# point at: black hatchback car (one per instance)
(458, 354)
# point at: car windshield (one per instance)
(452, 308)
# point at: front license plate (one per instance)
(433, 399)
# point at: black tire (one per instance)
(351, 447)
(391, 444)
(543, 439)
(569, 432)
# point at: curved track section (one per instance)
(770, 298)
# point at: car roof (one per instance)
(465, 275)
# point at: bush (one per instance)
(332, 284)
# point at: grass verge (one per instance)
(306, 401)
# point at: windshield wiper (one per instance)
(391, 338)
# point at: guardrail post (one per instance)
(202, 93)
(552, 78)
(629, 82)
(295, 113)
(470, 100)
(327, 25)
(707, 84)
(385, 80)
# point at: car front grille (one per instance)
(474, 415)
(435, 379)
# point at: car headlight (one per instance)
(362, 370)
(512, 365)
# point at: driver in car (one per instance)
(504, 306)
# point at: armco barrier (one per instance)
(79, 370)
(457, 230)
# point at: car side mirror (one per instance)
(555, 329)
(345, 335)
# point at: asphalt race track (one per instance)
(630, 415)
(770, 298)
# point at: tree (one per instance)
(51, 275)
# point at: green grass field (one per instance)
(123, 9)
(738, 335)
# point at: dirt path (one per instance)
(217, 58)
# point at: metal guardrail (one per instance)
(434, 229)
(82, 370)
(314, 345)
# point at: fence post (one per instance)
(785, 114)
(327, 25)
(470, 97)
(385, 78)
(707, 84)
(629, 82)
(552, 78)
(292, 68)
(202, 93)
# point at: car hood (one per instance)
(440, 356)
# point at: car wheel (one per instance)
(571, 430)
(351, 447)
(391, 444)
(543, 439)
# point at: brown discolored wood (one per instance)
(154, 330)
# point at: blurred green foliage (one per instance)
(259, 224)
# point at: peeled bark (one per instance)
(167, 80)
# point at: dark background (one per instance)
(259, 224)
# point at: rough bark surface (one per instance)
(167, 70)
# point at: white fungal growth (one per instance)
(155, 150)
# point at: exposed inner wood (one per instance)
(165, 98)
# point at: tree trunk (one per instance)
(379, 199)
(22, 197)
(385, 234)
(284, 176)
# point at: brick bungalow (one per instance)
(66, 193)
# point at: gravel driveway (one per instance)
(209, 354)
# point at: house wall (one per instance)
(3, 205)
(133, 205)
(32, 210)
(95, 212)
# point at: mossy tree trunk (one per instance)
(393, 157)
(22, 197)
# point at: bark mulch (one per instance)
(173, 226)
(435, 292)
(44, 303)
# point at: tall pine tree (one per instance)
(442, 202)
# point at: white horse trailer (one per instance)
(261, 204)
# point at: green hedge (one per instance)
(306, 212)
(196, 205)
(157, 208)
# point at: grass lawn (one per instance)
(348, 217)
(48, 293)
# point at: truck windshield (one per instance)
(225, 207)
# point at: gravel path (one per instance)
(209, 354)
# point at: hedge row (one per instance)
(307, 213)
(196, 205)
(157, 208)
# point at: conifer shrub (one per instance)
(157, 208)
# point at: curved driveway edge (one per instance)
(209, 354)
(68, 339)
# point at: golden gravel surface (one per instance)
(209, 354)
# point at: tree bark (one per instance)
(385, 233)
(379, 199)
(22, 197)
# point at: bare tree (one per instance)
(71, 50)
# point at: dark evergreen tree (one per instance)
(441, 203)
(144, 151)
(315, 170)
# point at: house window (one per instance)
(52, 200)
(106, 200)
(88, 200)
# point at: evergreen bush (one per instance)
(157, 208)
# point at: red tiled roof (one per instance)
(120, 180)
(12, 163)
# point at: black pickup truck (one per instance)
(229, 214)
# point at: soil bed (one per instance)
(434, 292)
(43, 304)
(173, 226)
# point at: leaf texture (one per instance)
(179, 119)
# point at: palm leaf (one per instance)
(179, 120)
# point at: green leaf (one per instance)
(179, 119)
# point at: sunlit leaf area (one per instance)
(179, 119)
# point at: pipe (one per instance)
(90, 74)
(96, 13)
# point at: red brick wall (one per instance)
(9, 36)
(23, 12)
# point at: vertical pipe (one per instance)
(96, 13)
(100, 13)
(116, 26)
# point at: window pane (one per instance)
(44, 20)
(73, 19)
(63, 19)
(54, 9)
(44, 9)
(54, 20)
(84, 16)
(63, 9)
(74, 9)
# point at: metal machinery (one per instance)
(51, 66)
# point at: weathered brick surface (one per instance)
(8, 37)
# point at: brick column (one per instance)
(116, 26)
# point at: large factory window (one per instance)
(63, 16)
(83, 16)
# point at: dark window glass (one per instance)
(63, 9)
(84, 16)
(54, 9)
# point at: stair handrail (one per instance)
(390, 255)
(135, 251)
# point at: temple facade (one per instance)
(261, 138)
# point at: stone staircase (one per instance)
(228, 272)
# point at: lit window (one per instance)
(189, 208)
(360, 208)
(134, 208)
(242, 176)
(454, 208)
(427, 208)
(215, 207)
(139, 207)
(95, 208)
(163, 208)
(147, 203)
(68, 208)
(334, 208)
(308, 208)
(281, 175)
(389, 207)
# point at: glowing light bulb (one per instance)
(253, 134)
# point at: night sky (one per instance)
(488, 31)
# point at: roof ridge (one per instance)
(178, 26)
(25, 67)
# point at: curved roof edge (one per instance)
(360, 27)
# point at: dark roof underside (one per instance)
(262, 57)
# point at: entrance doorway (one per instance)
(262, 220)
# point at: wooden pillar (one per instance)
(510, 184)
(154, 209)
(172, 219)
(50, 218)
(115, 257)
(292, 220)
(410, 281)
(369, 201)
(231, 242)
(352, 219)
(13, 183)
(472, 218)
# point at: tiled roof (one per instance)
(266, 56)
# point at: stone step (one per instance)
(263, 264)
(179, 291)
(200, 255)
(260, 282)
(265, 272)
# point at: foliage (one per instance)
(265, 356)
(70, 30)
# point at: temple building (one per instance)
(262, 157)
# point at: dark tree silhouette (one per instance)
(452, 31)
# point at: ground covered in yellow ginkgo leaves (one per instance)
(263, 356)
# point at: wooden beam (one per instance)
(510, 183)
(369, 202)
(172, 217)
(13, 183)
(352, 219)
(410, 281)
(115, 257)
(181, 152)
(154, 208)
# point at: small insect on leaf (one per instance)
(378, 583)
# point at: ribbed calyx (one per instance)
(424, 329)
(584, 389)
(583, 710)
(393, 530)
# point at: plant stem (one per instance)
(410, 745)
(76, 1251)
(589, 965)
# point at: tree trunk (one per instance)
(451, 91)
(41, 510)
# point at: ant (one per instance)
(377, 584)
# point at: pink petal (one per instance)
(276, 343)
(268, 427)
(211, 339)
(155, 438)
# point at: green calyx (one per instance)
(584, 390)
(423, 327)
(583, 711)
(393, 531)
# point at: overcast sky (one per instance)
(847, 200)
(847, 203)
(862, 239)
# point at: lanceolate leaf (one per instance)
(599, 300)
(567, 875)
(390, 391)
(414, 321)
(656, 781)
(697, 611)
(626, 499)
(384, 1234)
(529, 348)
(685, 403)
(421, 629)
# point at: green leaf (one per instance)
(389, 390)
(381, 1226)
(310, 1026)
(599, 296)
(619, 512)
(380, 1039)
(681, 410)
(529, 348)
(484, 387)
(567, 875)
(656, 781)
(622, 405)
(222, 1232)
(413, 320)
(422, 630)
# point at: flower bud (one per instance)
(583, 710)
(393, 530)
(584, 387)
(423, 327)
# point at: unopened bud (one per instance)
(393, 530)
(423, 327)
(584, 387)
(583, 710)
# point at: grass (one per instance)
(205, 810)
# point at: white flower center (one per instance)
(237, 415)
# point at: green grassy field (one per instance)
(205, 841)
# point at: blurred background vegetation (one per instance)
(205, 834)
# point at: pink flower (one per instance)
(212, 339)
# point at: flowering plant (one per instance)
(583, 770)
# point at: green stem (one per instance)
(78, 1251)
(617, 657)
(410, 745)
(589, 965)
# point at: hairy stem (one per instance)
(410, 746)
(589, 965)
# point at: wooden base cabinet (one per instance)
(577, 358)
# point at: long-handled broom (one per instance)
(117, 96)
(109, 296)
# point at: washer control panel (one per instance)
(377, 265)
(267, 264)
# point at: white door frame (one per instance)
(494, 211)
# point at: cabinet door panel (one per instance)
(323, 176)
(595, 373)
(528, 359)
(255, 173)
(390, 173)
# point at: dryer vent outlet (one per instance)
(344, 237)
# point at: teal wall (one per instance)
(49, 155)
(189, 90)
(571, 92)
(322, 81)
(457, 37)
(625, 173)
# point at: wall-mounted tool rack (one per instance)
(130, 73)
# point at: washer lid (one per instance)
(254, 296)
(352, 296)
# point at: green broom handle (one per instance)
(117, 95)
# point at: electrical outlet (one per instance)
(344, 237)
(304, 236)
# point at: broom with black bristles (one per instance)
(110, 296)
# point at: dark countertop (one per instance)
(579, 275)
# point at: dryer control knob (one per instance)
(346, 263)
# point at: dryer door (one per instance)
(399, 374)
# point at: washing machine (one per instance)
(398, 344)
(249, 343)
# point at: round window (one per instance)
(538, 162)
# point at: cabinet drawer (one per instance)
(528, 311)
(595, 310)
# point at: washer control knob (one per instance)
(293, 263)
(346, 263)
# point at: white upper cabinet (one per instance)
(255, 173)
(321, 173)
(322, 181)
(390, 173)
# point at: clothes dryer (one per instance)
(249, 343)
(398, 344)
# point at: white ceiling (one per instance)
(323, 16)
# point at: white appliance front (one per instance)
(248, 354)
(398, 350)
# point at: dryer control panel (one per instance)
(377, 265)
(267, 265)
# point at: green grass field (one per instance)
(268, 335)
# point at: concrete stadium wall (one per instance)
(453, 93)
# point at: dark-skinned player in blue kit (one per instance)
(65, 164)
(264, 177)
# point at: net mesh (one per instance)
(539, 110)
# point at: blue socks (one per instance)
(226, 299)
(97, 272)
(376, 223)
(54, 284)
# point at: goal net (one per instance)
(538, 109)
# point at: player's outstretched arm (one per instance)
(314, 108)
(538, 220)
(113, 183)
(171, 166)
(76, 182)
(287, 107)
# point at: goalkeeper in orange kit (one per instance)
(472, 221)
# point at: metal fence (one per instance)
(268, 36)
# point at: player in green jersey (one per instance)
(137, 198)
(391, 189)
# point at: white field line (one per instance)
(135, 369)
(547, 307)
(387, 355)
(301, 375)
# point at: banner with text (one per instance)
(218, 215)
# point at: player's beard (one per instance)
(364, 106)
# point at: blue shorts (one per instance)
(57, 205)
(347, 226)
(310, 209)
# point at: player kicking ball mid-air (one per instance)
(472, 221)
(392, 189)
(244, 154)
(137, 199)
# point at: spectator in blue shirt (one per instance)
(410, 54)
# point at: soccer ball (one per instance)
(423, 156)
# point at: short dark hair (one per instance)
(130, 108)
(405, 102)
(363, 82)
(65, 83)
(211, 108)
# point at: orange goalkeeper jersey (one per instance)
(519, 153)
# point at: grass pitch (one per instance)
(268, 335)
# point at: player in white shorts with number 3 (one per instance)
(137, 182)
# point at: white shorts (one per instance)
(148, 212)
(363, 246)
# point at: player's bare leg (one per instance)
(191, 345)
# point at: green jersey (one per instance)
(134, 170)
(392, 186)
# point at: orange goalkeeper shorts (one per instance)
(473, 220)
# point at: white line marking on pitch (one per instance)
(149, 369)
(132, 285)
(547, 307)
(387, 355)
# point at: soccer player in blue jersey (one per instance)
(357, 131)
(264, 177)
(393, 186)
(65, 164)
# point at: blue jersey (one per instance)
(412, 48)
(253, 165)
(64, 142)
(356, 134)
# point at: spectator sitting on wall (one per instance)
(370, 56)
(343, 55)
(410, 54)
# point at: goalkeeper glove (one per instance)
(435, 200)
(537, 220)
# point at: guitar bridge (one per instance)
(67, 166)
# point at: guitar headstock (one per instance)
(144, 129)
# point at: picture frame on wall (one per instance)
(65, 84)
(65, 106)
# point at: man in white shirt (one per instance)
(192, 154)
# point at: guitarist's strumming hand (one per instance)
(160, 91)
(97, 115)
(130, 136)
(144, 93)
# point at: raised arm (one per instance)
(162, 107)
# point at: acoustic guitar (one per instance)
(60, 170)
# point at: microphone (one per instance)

-- Aim of the exercise --
Reproduce the data above, starting with the line containing "# point at: man" and running through the end of the data, with "raised arm" swapped for "lifted arm" and nothing else changed.

-- Solution below --
# point at: man in white shirt (one per instance)
(192, 154)
# point at: guitarist's strumming hand (one per instance)
(160, 91)
(97, 115)
(130, 136)
(144, 93)
# point at: lifted arm (one per instance)
(162, 107)
# point at: acoustic guitar (one per instance)
(60, 170)
# point at: microphone (one per instance)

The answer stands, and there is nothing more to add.